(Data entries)
* * *
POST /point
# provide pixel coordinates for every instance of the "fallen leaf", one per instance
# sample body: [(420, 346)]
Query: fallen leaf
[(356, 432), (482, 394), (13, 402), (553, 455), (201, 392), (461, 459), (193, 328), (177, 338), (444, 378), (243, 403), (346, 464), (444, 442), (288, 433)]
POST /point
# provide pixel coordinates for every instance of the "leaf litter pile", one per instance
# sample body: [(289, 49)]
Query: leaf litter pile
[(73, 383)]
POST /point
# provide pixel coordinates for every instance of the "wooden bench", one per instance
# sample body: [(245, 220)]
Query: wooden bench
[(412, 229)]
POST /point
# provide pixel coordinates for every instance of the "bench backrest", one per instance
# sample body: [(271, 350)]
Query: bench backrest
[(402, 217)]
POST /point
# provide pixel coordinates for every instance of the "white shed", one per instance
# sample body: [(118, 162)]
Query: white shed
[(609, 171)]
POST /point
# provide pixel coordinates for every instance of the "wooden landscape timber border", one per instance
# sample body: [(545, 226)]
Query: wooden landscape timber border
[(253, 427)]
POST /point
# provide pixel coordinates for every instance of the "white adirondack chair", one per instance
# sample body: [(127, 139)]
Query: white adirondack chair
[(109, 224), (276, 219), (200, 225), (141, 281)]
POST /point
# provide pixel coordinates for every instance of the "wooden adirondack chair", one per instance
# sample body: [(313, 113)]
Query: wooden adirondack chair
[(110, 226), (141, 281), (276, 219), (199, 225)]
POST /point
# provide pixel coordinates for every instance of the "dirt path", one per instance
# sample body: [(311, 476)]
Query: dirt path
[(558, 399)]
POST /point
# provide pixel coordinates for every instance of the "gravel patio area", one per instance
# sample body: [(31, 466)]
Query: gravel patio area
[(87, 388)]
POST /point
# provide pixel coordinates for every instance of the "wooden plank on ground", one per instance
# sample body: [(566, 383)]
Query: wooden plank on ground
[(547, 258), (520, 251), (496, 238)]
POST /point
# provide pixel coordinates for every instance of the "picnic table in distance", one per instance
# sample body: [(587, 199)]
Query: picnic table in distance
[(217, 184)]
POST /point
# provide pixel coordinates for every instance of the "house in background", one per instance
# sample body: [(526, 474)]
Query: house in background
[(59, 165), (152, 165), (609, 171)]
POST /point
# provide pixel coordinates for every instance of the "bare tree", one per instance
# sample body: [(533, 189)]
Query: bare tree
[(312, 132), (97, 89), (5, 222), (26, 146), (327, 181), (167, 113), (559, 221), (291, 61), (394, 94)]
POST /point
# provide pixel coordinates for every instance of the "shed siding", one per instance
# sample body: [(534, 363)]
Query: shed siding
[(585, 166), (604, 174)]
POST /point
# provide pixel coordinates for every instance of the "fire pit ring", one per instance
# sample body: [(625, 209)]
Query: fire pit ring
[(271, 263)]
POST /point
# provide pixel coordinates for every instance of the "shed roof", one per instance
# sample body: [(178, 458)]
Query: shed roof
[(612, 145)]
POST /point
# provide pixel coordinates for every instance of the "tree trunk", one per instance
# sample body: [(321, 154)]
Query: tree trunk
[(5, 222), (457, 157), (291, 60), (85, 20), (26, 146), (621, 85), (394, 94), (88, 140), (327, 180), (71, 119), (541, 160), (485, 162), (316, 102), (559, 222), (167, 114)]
* * *
CHALLENGE =>
Give every line of the items above as a JSON list of strings, one string per line, leaving out any blank lines.

OUTPUT FOR THIS EXERCISE =>
[
  "POST /point",
  "# provide pixel coordinates for every instance of the \"fallen leaf\", one per instance",
  "# sample body: [(420, 346)]",
  "Query: fallen leaf",
  "[(356, 432), (482, 394), (13, 402), (553, 455), (201, 392), (461, 459), (193, 328), (177, 338), (444, 378), (243, 403), (346, 464), (444, 442), (288, 433)]",
  "POST /point",
  "# provide pixel coordinates for every instance of the \"leaf litter pile\", one per instance",
  "# sample body: [(289, 49)]",
  "Query: leaf litter pile",
  "[(73, 383)]",
  "POST /point",
  "# provide pixel coordinates for every instance of the \"wooden bench\", one per instance",
  "# sample body: [(245, 220)]",
  "Query: wooden bench",
  "[(412, 229)]",
  "POST /point",
  "# provide pixel coordinates for every instance of the \"bench backrest\", one per instance",
  "# sample body: [(271, 350)]",
  "Query: bench backrest",
  "[(402, 217)]",
  "POST /point",
  "# provide pixel coordinates for every instance of the \"white shed\", one per instance",
  "# sample body: [(118, 162)]",
  "Query: white shed",
  "[(609, 171)]",
  "POST /point",
  "# provide pixel coordinates for every instance of the \"wooden landscape timber border\", one per instance",
  "# sample body: [(545, 226)]",
  "Query: wooden landscape timber border",
  "[(253, 427)]",
  "POST /point",
  "# provide pixel coordinates for every instance of the \"white adirondack chair\", one per instance",
  "# sample body: [(127, 139)]",
  "Query: white adirondack chair",
  "[(109, 224), (276, 219), (200, 225), (141, 281)]",
  "POST /point",
  "# provide pixel coordinates for every instance of the \"wooden adirondack chair\", one per instance",
  "# sample body: [(313, 113)]",
  "Query: wooden adirondack chair",
  "[(110, 226), (141, 281), (276, 219), (199, 225)]",
  "POST /point",
  "# provide pixel coordinates for every instance of the \"dirt path\", one per instance",
  "# sample body: [(311, 476)]",
  "Query: dirt path",
  "[(558, 399)]",
  "POST /point",
  "# provide pixel coordinates for every instance of the \"gravel patio area\", one per instance",
  "# sample body: [(31, 466)]",
  "Query: gravel patio area",
  "[(87, 388)]",
  "POST /point",
  "# provide pixel coordinates for every instance of the \"wooden plank on ground\", one per instance",
  "# sample body: [(566, 383)]",
  "Query: wooden plank on ground",
  "[(547, 258), (520, 251), (496, 238)]",
  "POST /point",
  "# provide pixel coordinates for every instance of the \"picnic table in distance\", one per instance",
  "# sample body: [(587, 199)]",
  "Query: picnic table in distance",
  "[(217, 184)]",
  "POST /point",
  "# provide pixel coordinates for every instance of the \"house in background\", one per instance",
  "# sample body: [(526, 474)]",
  "Query: house in background",
  "[(59, 165), (152, 165), (609, 171)]",
  "POST /point",
  "# provide pixel coordinates for every instance of the \"bare tree\", one per instance",
  "# sample body: [(533, 189)]",
  "Query: bare tree",
  "[(312, 132), (97, 89), (5, 222), (26, 146), (327, 181), (167, 113), (559, 221), (291, 61), (394, 94)]",
  "POST /point",
  "# provide pixel coordinates for every instance of the \"shed siding\", one per instance",
  "# sample body: [(534, 363)]",
  "Query: shed siding",
  "[(585, 166), (604, 174)]",
  "POST /point",
  "# provide pixel coordinates for every instance of the \"fire pit ring\", one per instance",
  "# sample body: [(625, 209)]",
  "Query: fire pit ring",
  "[(271, 263)]",
  "POST /point",
  "# provide pixel coordinates for every instance of the \"shed roof\", one per instance",
  "# sample body: [(178, 458)]",
  "Query: shed roof",
  "[(612, 145)]",
  "POST /point",
  "# provide pixel coordinates for every instance of the \"tree trunk\", one per instance",
  "# sample body: [(321, 154)]",
  "Query: tree trunk",
  "[(5, 222), (457, 157), (291, 60), (85, 20), (26, 146), (621, 85), (394, 94), (88, 140), (327, 180), (71, 119), (541, 160), (485, 162), (316, 102), (559, 222), (167, 114)]"
]